**What you have to do**
Write out the records below word for word, starting at the first line and ending at the line that contains "pixel 513 105", with both ends included.

[Rows from a pointing dataset]
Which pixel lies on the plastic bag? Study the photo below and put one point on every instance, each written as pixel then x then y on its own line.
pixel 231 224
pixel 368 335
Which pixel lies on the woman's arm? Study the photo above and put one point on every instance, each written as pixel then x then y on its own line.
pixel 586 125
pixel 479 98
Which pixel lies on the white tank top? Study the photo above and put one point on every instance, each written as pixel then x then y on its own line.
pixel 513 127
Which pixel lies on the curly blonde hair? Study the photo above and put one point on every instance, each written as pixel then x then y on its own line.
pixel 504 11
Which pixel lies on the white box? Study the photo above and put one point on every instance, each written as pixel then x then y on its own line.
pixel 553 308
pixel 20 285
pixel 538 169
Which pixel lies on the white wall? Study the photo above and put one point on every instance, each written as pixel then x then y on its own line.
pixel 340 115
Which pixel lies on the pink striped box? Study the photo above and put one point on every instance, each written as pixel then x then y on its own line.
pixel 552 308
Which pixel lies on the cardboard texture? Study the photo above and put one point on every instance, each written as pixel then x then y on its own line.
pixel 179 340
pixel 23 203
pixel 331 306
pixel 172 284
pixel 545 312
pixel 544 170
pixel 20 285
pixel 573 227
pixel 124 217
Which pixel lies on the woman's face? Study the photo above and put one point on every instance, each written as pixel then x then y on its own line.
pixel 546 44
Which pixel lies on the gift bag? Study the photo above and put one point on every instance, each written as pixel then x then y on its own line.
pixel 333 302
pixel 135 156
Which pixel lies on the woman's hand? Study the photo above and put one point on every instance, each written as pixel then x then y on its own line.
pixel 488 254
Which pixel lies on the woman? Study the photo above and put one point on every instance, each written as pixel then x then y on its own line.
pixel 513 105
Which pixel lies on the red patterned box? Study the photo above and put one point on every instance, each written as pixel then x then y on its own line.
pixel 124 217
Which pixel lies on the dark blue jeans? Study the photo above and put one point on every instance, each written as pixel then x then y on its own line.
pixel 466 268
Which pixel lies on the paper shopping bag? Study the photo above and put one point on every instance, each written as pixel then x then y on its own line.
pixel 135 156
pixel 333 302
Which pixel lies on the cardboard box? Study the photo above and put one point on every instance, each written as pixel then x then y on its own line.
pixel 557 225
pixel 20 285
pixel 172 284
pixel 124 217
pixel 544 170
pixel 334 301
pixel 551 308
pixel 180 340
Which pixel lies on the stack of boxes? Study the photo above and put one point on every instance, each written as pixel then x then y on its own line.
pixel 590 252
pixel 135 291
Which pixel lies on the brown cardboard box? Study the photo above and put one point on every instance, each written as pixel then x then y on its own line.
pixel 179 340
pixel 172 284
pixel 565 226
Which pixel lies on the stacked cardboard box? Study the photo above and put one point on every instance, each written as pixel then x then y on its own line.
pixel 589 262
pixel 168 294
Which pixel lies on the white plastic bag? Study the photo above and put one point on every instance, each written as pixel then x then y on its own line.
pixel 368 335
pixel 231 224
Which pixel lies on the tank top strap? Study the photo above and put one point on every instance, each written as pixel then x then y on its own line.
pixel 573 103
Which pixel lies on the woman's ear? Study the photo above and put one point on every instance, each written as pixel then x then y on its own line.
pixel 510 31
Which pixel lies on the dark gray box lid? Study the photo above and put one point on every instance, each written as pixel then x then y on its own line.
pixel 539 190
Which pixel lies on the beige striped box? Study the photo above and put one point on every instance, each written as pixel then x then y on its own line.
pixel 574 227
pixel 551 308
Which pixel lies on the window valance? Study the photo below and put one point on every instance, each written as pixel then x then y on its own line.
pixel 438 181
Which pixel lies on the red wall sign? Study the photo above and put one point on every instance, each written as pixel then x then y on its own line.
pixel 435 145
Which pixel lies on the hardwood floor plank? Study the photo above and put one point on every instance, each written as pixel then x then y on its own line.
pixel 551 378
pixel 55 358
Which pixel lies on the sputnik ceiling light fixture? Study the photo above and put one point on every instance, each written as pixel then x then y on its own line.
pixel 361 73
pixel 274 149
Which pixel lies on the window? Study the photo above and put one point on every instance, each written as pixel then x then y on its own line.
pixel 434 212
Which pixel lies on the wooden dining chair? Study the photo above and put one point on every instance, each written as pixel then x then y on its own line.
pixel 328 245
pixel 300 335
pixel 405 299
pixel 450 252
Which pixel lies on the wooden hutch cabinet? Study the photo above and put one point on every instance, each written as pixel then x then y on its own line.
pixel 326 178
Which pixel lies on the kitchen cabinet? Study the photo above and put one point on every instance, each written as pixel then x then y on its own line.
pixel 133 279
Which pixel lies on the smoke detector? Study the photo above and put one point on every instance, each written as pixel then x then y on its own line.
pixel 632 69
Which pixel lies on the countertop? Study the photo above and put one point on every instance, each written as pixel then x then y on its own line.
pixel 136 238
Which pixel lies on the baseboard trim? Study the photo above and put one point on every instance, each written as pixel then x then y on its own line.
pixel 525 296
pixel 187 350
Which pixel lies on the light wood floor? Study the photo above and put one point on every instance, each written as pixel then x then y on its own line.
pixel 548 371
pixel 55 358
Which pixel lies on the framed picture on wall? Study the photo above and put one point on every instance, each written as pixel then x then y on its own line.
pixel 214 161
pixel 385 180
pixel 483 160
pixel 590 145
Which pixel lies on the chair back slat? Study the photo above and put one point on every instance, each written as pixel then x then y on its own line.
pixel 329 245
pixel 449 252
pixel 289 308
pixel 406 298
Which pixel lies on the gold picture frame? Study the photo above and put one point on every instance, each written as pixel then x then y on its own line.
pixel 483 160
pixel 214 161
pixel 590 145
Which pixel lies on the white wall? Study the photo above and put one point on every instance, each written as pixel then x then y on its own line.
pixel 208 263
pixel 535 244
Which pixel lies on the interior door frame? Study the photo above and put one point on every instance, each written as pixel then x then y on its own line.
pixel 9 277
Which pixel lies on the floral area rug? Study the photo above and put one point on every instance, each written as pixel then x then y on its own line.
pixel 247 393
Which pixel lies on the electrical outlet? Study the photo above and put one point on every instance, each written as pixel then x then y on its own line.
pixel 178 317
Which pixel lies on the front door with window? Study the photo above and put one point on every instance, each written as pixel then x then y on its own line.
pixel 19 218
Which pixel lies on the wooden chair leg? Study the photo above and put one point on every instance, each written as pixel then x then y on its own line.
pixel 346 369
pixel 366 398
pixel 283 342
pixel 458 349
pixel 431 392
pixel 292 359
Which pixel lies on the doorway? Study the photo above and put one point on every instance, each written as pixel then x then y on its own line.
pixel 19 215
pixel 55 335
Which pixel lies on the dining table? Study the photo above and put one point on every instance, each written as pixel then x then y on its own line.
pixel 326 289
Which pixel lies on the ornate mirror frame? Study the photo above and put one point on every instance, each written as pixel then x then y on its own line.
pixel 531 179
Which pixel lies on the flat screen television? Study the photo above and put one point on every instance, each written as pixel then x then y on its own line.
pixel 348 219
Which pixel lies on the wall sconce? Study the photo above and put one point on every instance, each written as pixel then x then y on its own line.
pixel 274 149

**Finished exercise**
Which pixel lies on the plastic bag? Study the photo below and put one point on every instance, each written as pixel then x then y on its own line.
pixel 231 224
pixel 368 335
Which pixel lies on the woman's arm? Study the photo above and put one point on every instance, each written as pixel then x then y on its own line.
pixel 586 125
pixel 479 98
Which pixel lies on the white tank top? Study the photo above and put one point on every instance, each written as pixel then x then y on its own line.
pixel 513 127
Which pixel lies on the curly blonde hair? Study the photo above and put one point on every instance, each written as pixel then x then y on its own line.
pixel 504 11
Which pixel lies on the white box? Study the photo above and put one point on every instance, each written as pixel then x then y on its own line.
pixel 553 308
pixel 20 285
pixel 538 169
Which pixel lies on the white wall? Study the photo above and put one point on every instance, each written as pixel then x then y on its own line.
pixel 340 115
Which pixel lies on the pink striped box? Study the photo above and put one point on every instance, each written as pixel then x then y on its own line.
pixel 552 308
Which pixel lies on the cardboard texture? Study the photo above and put one point on every instance, each written as pixel then x then y on its own line.
pixel 179 340
pixel 23 203
pixel 331 306
pixel 172 284
pixel 545 312
pixel 544 170
pixel 20 285
pixel 573 227
pixel 124 217
Which pixel lies on the woman's face? Study the photo above and put one point on every instance, each written as pixel then x then y on its own line.
pixel 546 44
Which pixel lies on the gift bag? Study the photo above and put one point on every instance, each written as pixel then x then y on its own line.
pixel 333 302
pixel 135 156
Which pixel lies on the woman's hand? Study the photo above and put one point on every instance, each written as pixel then x then y on its own line.
pixel 488 254
Which pixel lies on the woman? Study the photo above and put one point on every instance, each written as pixel then x then y on its own line.
pixel 513 105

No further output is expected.